(Pointing entries for named objects)
------------------------------------------------------------

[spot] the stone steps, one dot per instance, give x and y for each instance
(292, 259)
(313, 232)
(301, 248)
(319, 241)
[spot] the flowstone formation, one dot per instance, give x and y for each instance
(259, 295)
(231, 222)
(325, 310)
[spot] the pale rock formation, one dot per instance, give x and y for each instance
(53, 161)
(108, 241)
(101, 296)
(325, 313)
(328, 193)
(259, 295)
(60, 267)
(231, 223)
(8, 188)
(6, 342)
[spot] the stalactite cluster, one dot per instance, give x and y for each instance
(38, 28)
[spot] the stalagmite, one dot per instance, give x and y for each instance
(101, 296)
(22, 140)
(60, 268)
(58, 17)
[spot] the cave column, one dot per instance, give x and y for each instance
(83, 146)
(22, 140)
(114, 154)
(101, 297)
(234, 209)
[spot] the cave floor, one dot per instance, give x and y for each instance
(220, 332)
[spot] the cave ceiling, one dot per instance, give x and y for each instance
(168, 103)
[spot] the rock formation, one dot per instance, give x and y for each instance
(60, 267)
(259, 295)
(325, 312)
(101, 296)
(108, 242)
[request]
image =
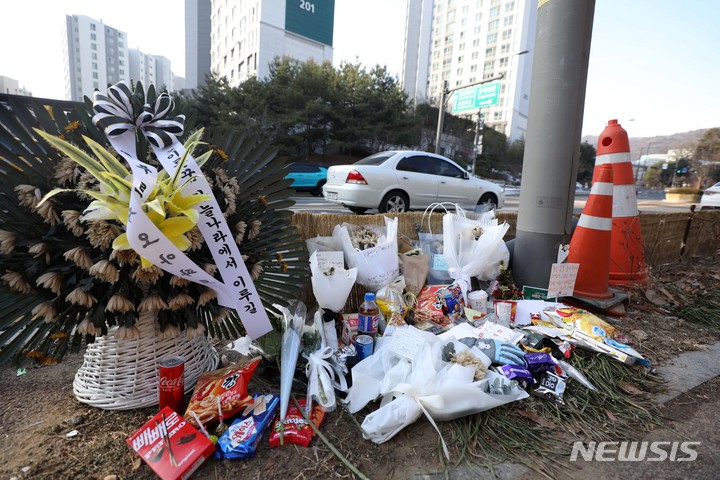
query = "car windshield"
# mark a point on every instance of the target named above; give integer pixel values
(376, 159)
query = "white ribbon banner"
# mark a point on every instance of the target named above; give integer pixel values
(114, 114)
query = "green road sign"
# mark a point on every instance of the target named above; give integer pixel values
(479, 96)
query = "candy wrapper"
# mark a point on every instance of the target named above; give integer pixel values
(295, 429)
(518, 373)
(539, 362)
(228, 386)
(243, 436)
(552, 387)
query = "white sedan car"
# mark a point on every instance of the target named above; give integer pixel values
(711, 198)
(398, 181)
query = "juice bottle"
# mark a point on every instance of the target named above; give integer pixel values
(368, 316)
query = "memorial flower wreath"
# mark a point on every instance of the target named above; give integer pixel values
(105, 215)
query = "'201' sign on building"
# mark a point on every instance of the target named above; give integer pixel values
(312, 19)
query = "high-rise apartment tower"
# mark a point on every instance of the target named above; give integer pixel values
(451, 43)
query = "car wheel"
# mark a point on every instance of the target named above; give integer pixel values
(394, 201)
(488, 199)
(318, 191)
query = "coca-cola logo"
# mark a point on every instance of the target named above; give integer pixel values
(167, 383)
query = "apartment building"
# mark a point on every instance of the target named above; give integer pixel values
(452, 43)
(151, 69)
(197, 42)
(246, 35)
(96, 55)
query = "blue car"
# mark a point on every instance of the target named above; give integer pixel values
(307, 177)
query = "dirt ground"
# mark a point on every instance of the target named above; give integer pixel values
(38, 409)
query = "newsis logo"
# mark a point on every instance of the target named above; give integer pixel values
(627, 451)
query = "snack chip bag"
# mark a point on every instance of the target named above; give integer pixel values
(243, 436)
(297, 430)
(229, 385)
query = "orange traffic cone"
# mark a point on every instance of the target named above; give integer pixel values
(627, 257)
(590, 243)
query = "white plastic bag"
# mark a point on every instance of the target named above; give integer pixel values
(331, 288)
(474, 247)
(378, 265)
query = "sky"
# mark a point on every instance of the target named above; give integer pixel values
(653, 63)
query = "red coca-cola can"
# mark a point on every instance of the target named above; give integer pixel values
(171, 388)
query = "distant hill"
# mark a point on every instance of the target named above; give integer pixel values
(659, 144)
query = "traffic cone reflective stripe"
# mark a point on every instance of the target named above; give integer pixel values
(627, 258)
(590, 243)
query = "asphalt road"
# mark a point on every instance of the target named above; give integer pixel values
(649, 201)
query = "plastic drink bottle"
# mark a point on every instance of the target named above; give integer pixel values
(368, 316)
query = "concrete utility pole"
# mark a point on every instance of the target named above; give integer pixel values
(552, 143)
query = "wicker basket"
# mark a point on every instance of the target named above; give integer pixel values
(122, 375)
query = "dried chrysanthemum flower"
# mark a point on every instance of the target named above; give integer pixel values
(147, 275)
(48, 213)
(240, 228)
(67, 172)
(206, 296)
(28, 195)
(256, 270)
(50, 280)
(191, 332)
(86, 327)
(152, 303)
(45, 309)
(124, 257)
(105, 271)
(254, 229)
(220, 173)
(195, 237)
(176, 281)
(119, 304)
(221, 315)
(40, 249)
(169, 332)
(7, 241)
(79, 256)
(80, 297)
(71, 219)
(101, 234)
(127, 333)
(233, 184)
(180, 301)
(17, 282)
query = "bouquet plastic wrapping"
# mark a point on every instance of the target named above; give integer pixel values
(293, 324)
(474, 247)
(372, 250)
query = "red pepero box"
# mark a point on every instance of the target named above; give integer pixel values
(172, 447)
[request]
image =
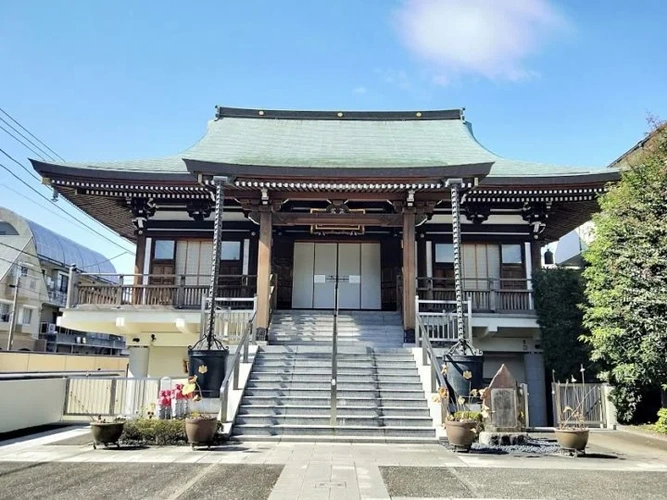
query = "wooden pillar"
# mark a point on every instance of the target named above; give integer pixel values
(139, 257)
(263, 271)
(535, 256)
(409, 273)
(421, 257)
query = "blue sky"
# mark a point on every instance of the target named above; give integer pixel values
(566, 82)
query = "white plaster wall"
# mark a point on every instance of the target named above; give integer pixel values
(31, 402)
(166, 361)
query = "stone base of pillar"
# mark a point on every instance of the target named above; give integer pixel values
(262, 334)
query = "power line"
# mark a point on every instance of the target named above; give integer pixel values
(65, 264)
(32, 173)
(26, 138)
(61, 208)
(48, 209)
(32, 135)
(39, 179)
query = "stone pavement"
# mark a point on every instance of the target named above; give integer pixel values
(618, 466)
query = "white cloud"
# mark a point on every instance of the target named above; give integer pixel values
(491, 38)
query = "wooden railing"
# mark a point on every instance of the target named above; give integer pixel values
(231, 317)
(185, 291)
(485, 295)
(436, 320)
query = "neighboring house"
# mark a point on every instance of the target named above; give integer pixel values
(311, 197)
(40, 258)
(569, 249)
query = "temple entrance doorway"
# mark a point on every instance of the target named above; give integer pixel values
(356, 266)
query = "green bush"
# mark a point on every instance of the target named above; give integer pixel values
(151, 431)
(661, 424)
(468, 415)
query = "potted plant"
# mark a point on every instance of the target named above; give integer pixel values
(200, 428)
(463, 424)
(572, 432)
(106, 432)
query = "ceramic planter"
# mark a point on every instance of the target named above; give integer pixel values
(200, 431)
(106, 433)
(572, 439)
(461, 435)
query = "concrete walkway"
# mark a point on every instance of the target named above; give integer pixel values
(619, 465)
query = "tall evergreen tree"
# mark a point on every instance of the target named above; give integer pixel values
(626, 280)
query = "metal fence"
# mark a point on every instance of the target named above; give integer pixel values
(587, 399)
(110, 396)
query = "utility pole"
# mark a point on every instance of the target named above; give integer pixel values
(12, 318)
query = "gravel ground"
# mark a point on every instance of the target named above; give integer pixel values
(111, 481)
(439, 482)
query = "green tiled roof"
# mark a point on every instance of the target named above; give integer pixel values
(304, 140)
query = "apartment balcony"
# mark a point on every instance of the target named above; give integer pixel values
(56, 335)
(56, 297)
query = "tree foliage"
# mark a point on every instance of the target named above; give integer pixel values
(559, 294)
(626, 279)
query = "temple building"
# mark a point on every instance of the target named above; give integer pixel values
(379, 202)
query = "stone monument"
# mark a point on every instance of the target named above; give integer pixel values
(503, 399)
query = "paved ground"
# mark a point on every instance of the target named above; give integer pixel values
(619, 465)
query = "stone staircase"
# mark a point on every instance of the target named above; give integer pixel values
(380, 396)
(371, 328)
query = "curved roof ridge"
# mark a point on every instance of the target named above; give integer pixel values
(288, 114)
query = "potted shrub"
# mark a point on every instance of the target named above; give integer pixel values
(463, 424)
(106, 432)
(200, 428)
(572, 432)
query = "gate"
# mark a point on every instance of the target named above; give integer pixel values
(588, 399)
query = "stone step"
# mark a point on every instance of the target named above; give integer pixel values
(370, 402)
(324, 384)
(343, 411)
(343, 358)
(327, 430)
(279, 369)
(320, 420)
(395, 393)
(342, 378)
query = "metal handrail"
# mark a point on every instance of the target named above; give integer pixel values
(429, 358)
(467, 314)
(233, 371)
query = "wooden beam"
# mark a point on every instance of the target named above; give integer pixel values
(409, 271)
(297, 219)
(263, 271)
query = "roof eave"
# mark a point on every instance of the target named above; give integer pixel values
(54, 170)
(594, 178)
(440, 172)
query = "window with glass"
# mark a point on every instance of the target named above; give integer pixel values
(26, 317)
(512, 271)
(444, 253)
(230, 250)
(4, 312)
(63, 281)
(164, 249)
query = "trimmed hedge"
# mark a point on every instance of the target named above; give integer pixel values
(661, 424)
(151, 431)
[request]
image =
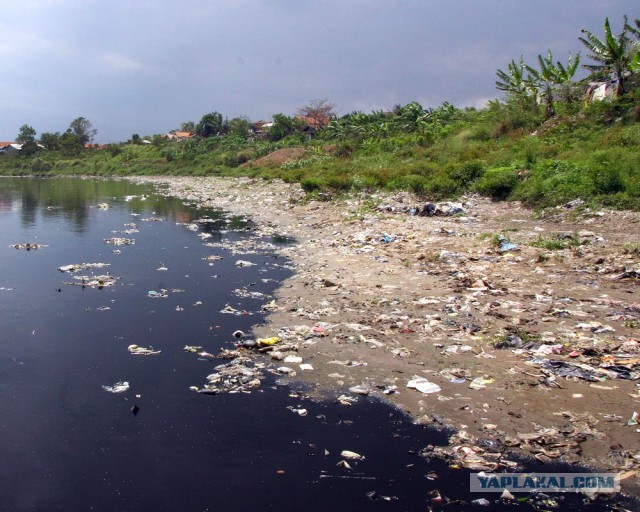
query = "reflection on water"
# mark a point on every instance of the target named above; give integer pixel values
(67, 444)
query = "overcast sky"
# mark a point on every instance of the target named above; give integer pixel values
(142, 66)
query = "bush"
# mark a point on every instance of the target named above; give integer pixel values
(39, 165)
(497, 183)
(467, 172)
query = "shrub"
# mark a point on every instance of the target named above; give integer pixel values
(497, 183)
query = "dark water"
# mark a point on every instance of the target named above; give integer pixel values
(66, 444)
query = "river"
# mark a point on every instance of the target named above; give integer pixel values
(70, 444)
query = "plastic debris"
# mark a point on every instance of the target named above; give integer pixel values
(77, 267)
(142, 351)
(423, 385)
(244, 263)
(120, 241)
(267, 342)
(118, 387)
(93, 281)
(28, 246)
(481, 382)
(347, 454)
(162, 294)
(238, 376)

------------------------------------------------------------

## Problem description
Please list every line in the rows above that contains the string "apartment". Copy each matching line in full, and treat uppercase and lowercase as different.

## Task answer
query = "high-rise apartment tower"
query = "apartment building"
query = "apartment balcony"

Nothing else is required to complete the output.